**Exercise aim**
State how many lines in the data below contain the word "position", giving only the number.

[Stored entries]
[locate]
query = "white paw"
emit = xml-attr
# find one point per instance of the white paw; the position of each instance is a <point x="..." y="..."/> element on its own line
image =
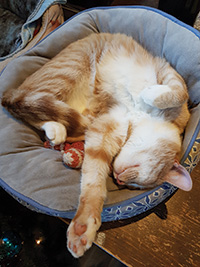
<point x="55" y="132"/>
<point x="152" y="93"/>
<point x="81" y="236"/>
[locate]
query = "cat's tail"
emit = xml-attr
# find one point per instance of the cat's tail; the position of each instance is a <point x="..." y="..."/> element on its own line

...

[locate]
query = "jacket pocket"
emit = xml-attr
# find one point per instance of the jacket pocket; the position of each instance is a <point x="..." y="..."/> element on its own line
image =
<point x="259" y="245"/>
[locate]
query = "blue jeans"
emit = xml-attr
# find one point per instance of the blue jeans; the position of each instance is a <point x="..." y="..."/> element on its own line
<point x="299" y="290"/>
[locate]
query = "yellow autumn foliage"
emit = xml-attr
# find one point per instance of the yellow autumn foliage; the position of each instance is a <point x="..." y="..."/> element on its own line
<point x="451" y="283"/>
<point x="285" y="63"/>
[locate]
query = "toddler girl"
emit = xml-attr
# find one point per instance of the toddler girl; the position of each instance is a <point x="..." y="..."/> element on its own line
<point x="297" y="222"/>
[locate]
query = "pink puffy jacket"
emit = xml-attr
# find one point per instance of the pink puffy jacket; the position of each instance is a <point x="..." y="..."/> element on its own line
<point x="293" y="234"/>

**Result below**
7